- [EXCERPTED RECORDS]
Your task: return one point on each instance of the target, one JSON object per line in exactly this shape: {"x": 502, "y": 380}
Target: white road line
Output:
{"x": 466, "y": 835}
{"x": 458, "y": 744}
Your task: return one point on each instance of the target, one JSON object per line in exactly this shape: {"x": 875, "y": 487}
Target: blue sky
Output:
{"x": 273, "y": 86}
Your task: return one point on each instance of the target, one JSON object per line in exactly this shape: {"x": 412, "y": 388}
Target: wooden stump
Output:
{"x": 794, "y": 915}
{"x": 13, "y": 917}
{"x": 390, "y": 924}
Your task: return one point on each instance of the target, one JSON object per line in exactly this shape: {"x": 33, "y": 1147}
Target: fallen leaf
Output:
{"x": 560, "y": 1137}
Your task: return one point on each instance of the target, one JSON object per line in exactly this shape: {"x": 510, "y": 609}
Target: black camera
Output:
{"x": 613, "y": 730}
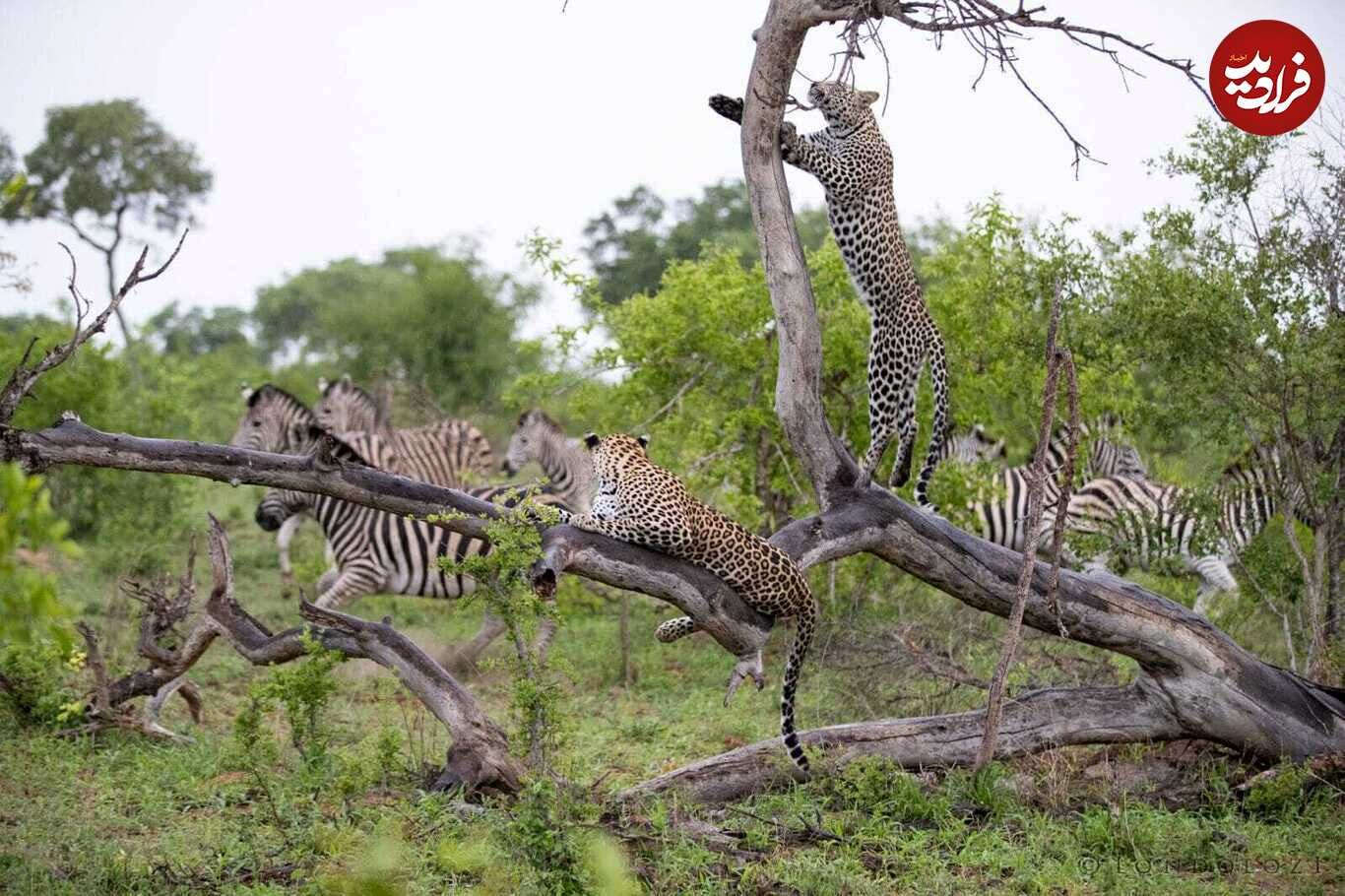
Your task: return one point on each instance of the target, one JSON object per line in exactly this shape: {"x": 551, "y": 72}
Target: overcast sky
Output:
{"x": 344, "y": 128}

- [SET EXERCISE] Above are records to transcribe exactly; leave their pictures out.

- [EXPECTED ANSWER]
Your task: return one point on each instance of the target, one JSON object per line in exactly this shape: {"x": 502, "y": 380}
Target: white road line
Output:
{"x": 466, "y": 835}
{"x": 458, "y": 744}
Your task: return one point on each instance of the target, one JSON object per line in exactly this shape: {"x": 875, "y": 487}
Target: blue sky
Output:
{"x": 273, "y": 86}
Your task: return one point on each instance of the target, one JSON object per line in exactly this shape: {"x": 412, "y": 388}
Target: wooden stump
Output:
{"x": 794, "y": 915}
{"x": 13, "y": 917}
{"x": 390, "y": 924}
Your task: return one point on each instance of the target, one JSON object per line in exactly this shape: {"x": 33, "y": 1147}
Target: fallen leaf
Output:
{"x": 560, "y": 1137}
Your task: return one point on each instance of the target, one JSON object per line in exactly this shape: {"x": 510, "y": 609}
Target: black camera
Output:
{"x": 613, "y": 730}
Your task: return one point on each instance of the target, one JSON object per line in exactly this shape: {"x": 551, "y": 72}
Target: overcast sky
Output:
{"x": 344, "y": 128}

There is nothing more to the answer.